» **PROMPT 1**: Translate this sentence from the appeals court opinion into Spanish: "In CR-528311, he pled guilty to aggravated theft."
» **PROMPT 2**: Write out, word for word, the section of the appeals court opinion that begins with the words containing "STATE OF OHIO" and ends with "and Rocco, J.".
» **PROMPT 3**: Extend the appeals court opinion on Christopher Crain's guilty pleas and sentences, picking up right after its last sentence.

» **PROVIDED TEXT**:
--- Start ---

Court of Appeals of Ohio EIGHTH APPELLATE DISTRICT COUNTY OF CUYAHOGA

JOURNAL ENTRY AND OPINION Nos. 95012, 95013, 95014, and 95015

STATE OF OHIO PLAINTIFF-APPELLEE

vs.

CHRISTOPHER CRAIN

DEFENDANT-APPELLANT

JUDGMENT: AFFIRMED

Criminal Appeal from the Cuyahoga County Court of Common Pleas Case Nos. CR-522284, CR-528311, CR-529763, and CR-532481,

BEFORE: Kilbane, A.J., S. Gallagher, J., and Rocco, J.

RELEASED AND JOURNALIZED: April 21, 2011 ATTORNEY FOR APPELLANT

Timothy F. Sweeney Law Office - Timothy Farrell Sweeney The 820 Building, Suite 430 920 West Superior Avenue Cleveland, Ohio 44113

ATTORNEYS FOR APPELLEE

William D. Mason Cuyahoga County Prosecutor Diane Russell Assistant County Prosecutor The Justice Center - 8th Floor 1200 Ontario Street Cleveland, Ohio 44113

MARY EILEEN KILBANE, A.J.:

{¶ 1} In this consolidated appeal, defendant-appellant, Christopher Crain (“Crain”),

appeals his guilty pleas and sentences in four criminal cases. Finding no merit to the appeal,

we affirm.

{¶ 2} In CR-522284, Crain was charged with two counts of drug

trafficking, which carried a schoolyard specification, drug possession, and

possessing criminal tools. In CR-528311, Crain was charged with theft; aggravated theft. In CR-529763, Crain was charged with having a weapon

while under disability, carrying a concealed weapon, and improperly handling

a firearm in a motor vehicle.1 In CR-532481, Crain was charged with two

counts of robbery.

{¶ 3} In March 2010, Crain entered into a plea agreement on all four

cases. Pursuant to the agreement, in CR-522284 he pled guilty to one count of

drug trafficking, with the schoolyard specification attached. In CR-528311,

he pled guilty to aggravated theft. In CR-529763, he pled guilty to having a

weapon while under disability, with the forfeiture specification attached; and

in CR-532481, he pled guilty to one count of robbery. All remaining counts

were nolled in each case. The trial court sentenced him to two years in

prison in CR-522284, one year in prison in CR-528311, two years in prison in

CR-529763, and two years in prison in CR-532481. The court ordered that

these sentences be served consecutively for an aggregate of seven years in

prison.

--- End ---

» **ENTRIES**:

--- Start ---

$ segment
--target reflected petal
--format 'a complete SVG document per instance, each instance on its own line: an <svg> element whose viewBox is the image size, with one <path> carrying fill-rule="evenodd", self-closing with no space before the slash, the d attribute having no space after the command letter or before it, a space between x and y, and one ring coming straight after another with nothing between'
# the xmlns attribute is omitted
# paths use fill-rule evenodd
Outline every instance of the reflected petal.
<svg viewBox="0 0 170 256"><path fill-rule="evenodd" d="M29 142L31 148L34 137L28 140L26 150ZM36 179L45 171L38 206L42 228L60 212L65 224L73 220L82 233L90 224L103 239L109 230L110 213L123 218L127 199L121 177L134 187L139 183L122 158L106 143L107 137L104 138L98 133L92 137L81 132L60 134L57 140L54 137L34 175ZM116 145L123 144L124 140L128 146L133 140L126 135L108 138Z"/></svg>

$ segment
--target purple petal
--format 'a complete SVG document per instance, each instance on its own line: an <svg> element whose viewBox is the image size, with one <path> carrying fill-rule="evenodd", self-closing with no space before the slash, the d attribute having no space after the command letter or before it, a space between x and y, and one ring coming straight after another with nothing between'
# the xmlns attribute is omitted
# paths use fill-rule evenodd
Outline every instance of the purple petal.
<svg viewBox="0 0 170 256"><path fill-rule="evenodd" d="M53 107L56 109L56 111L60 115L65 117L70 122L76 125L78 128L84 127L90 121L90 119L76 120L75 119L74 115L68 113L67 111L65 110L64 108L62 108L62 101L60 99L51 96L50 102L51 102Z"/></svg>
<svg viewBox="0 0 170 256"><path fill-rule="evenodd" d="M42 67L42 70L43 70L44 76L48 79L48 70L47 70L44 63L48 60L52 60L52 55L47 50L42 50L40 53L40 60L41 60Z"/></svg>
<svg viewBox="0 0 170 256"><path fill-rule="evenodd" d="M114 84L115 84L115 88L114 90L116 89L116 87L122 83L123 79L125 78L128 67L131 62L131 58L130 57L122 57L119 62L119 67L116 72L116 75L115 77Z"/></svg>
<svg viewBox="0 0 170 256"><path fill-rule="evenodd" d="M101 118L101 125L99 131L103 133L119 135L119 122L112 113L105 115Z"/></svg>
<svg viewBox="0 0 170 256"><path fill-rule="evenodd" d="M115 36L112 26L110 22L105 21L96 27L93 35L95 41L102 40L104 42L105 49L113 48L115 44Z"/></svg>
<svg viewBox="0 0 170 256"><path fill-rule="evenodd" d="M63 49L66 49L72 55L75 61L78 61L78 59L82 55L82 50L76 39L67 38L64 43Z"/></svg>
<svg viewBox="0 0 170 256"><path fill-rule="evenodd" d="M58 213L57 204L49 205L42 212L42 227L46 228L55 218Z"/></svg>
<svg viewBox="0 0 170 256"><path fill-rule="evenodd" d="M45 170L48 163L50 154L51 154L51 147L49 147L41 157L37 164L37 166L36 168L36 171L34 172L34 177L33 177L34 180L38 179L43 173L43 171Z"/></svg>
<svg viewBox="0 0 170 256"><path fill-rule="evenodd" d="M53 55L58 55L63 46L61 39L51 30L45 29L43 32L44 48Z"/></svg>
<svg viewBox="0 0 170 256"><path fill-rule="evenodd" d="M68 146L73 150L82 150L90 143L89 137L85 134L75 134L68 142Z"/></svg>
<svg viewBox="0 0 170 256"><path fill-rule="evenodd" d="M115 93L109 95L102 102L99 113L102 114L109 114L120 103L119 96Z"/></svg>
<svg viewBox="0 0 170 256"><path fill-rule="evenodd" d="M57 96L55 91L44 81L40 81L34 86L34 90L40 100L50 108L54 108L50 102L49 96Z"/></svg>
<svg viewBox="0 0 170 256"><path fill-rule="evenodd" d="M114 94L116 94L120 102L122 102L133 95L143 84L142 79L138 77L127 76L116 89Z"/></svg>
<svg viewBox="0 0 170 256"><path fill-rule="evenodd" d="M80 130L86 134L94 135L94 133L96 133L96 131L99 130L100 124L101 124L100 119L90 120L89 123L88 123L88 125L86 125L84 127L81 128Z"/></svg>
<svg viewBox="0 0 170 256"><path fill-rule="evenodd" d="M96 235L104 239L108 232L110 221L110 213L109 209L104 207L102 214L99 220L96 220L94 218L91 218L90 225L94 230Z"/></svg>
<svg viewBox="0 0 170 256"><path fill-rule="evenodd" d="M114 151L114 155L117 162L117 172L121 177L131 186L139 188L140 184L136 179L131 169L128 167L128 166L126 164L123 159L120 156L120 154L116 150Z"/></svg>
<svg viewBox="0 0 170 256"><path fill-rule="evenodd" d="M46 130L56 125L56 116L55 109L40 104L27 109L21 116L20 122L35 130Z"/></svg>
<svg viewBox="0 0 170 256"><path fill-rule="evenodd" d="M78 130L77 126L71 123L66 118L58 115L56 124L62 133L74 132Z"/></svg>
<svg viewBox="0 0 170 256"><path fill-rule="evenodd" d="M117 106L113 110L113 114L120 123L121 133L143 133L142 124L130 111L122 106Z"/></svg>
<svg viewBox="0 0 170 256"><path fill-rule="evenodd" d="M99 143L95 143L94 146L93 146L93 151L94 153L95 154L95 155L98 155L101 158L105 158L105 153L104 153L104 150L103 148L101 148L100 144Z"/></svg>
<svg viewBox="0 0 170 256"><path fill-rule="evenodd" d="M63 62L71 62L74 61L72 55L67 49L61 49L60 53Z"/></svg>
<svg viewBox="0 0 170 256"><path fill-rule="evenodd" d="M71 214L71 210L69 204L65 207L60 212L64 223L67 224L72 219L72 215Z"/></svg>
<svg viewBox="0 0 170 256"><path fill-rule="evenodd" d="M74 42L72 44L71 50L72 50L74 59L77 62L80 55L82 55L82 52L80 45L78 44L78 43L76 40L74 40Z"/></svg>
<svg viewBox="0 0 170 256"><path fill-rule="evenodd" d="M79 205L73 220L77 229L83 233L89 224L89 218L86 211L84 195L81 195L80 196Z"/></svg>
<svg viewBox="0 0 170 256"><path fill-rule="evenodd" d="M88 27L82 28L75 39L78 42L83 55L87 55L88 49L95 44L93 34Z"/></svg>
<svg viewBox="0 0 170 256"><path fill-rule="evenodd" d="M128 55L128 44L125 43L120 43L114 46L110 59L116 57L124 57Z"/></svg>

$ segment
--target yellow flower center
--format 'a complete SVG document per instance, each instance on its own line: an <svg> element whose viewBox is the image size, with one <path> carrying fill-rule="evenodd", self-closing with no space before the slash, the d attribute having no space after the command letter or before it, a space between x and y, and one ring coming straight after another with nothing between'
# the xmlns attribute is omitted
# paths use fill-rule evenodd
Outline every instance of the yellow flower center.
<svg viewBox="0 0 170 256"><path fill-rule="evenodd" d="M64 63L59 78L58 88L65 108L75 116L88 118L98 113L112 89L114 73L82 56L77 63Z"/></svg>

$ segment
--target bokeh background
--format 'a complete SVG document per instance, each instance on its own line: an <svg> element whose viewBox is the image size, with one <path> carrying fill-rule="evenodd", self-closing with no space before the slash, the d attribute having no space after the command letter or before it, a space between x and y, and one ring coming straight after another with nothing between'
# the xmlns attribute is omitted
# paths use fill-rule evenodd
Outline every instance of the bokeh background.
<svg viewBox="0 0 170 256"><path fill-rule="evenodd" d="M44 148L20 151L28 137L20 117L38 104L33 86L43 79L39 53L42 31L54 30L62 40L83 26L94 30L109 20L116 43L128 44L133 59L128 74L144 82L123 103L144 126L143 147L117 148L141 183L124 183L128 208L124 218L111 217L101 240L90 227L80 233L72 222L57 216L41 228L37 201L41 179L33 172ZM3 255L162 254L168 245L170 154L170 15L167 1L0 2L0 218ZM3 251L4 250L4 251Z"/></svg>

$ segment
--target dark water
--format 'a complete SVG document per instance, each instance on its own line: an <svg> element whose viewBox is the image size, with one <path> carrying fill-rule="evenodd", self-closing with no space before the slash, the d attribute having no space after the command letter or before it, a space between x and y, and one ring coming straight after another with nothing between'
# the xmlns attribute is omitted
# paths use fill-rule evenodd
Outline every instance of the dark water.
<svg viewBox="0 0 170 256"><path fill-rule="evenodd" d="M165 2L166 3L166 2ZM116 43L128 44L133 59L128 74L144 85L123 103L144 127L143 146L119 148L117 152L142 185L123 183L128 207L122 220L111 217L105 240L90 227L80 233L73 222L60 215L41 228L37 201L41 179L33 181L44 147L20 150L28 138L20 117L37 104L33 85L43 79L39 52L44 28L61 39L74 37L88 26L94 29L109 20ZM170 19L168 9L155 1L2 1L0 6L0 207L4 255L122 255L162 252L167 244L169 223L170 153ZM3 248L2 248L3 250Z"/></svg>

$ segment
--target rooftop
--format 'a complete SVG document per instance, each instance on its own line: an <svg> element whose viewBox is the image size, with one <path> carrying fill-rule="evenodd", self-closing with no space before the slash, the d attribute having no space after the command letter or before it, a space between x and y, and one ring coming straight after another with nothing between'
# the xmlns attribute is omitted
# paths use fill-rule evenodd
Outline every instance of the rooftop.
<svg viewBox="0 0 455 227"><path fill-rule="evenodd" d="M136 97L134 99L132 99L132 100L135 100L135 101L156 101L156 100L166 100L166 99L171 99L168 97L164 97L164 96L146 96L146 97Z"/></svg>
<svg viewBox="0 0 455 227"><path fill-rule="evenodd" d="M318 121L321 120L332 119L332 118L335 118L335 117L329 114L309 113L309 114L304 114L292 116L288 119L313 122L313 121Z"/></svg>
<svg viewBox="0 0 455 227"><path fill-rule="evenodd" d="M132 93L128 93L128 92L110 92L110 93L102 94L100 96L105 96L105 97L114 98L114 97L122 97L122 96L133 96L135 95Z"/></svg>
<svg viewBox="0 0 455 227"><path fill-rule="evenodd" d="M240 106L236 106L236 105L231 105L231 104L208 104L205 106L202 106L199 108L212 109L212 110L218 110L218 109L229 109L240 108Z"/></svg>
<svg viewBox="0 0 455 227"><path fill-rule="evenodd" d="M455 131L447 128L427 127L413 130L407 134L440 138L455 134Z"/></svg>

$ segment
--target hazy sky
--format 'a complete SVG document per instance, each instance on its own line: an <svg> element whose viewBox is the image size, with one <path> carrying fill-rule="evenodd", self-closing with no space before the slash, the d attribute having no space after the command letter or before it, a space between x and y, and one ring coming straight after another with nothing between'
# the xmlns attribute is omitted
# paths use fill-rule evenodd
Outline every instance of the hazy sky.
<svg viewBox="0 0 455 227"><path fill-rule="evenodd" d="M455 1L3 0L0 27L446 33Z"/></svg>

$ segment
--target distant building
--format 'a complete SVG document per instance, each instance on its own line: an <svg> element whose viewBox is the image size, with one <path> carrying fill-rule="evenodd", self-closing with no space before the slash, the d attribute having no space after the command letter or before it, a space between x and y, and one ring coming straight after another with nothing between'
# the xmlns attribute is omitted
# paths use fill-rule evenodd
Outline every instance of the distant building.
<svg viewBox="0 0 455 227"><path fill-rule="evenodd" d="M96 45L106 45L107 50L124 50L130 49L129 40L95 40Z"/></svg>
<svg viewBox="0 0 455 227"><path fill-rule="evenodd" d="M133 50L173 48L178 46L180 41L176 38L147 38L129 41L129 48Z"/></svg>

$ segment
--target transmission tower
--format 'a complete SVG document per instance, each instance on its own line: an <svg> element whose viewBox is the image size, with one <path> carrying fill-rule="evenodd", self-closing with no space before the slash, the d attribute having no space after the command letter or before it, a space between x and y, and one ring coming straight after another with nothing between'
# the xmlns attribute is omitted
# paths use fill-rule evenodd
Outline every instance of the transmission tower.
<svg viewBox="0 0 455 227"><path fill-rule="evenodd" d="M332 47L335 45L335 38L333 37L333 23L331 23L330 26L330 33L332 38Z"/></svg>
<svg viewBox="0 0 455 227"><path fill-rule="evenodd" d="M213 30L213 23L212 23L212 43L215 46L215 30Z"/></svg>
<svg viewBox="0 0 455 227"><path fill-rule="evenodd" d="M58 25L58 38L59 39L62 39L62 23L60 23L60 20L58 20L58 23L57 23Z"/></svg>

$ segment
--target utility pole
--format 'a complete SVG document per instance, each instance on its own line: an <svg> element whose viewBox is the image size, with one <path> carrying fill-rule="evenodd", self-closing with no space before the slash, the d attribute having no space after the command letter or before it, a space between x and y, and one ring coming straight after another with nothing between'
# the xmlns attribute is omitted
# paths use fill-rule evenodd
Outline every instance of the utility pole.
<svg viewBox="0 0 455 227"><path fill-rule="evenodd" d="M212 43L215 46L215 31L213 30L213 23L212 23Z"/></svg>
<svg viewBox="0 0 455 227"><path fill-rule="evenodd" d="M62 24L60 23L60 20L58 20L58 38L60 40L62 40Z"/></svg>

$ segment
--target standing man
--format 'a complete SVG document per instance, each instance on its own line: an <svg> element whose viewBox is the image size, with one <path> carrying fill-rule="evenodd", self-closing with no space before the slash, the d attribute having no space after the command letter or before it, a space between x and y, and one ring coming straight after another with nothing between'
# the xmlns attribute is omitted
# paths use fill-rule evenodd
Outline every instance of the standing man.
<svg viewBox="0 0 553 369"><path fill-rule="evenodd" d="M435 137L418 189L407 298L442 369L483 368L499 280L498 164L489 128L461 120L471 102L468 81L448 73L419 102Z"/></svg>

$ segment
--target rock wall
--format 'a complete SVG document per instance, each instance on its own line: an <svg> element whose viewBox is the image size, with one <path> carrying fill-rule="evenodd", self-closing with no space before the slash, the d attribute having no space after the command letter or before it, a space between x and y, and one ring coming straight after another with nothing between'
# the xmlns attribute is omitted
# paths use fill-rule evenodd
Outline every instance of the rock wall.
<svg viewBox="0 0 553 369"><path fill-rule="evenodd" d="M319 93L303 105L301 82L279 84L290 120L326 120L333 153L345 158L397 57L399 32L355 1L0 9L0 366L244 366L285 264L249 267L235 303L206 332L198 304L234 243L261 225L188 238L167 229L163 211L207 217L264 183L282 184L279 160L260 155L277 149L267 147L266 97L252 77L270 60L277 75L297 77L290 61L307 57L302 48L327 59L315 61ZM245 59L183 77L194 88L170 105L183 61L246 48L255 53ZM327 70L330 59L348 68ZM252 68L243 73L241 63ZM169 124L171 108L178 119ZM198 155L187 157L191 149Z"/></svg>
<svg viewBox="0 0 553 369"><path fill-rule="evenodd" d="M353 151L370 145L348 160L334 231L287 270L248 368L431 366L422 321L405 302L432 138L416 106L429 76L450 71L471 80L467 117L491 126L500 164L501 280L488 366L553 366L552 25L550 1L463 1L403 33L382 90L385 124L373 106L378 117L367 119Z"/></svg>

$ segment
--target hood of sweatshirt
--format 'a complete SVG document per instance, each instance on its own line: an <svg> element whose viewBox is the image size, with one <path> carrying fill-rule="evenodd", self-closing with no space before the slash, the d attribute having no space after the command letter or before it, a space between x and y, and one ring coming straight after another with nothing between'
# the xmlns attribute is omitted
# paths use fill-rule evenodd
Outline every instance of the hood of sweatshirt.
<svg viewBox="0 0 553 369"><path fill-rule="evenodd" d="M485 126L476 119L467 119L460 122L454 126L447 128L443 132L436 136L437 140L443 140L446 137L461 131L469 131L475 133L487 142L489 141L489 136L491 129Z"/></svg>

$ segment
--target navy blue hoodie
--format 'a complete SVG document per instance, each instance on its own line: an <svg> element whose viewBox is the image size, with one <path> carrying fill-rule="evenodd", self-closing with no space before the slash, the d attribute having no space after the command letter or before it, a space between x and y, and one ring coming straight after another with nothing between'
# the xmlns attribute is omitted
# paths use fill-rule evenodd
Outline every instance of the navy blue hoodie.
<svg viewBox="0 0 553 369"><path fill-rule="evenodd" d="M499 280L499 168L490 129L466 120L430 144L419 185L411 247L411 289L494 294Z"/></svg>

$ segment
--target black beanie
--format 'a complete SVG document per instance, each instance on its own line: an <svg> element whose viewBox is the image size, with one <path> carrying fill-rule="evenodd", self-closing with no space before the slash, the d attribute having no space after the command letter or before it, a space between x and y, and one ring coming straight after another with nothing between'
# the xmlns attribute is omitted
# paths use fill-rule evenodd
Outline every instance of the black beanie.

--- End ---

» **EXPECTED OUTPUT 1**: En CR-528311, se declaró culpable de hurto agravado.

» **EXPECTED OUTPUT 2**:
STATE OF OHIO PLAINTIFF-APPELLEE

vs.

CHRISTOPHER CRAIN

DEFENDANT-APPELLANT

JUDGMENT: AFFIRMED

Criminal Appeal from the Cuyahoga County Court of Common Pleas Case Nos. CR-522284, CR-528311, CR-529763, and CR-532481,

BEFORE: Kilbane, A.J., S. Gallagher, J., and Rocco, J.

» **EXPECTED OUTPUT 3**:
{¶ 4} Crain now appeals, raising two assignments of error for review.

ASSIGNMENT OF ERROR ONE

“Crain’s guilty pleas in all four cases were not made knowingly, voluntarily and intelligently, and, as a result, the court’s acceptance of the pleas was in violation of Crain’s constitutional rights and [Crim.R. 11].”

1Each count carried a forfeiture of a weapon specification. {¶ 5} Crain argues that the trial court did not comply with Crim.R. 11

when it failed to adequately inform him that he was waiving his right to a

trial by jury. He further argues that the trial court failed to ensure that he

understood the nature of the charges against him and the extent of the

penalties he faced. As a result, Crain claims that his pleas were not

knowingly, voluntarily, and intelligently made.

{¶ 6} In order for a plea to be made knowingly and voluntarily, the trial

court must follow the mandates of Crim.R. 11, which provides that the court

must address the defendant personally and do all of the following:

“(a) [Determine] that the defendant is making the plea voluntarily, with understanding of the nature of the charges and of the maximum penalty involved, and, if applicable, that the defendant is not eligible for probation or for the imposition of community control sanctions at the sentencing hearing.

“(b) [Inform] the defendant of and determin[e] that the defendant understands the effect of the plea of guilty * * *, and that the court, upon acceptance of the plea, may proceed with judgment and sentence.

“(c) [Inform] the defendant and determin[e] that the defendant understands that by the plea the defendant is waiving the rights to jury trial, to confront witnesses against him or her, to have compulsory process for obtaining witnesses in the defendant’s favor, and to require the state to prove the defendant’s guilt beyond a reasonable doubt at a trial at which the defendant cannot be compelled to testify against himself or herself.” Id. at (C)(2).

{¶ 7} The duties of the trial court under Crim.R. 11 have been

distinguished as constitutional and nonconstitutional rights. State v. Parks, Cuyahoga App. No. 86312, 2006-Ohio-1352, ¶6, citing State v. Higgs (1997),

123 Ohio App.3d 400, 704 N.E.2d 308.

{¶ 8} The trial court must strictly comply with those provisions of

Crim.R. 11(C) that relate to the waiver of constitutional rights. See State v.

Nero (1990), 56 Ohio St.3d 106, 107-108, 564 N.E.2d 474, citing Boykin v.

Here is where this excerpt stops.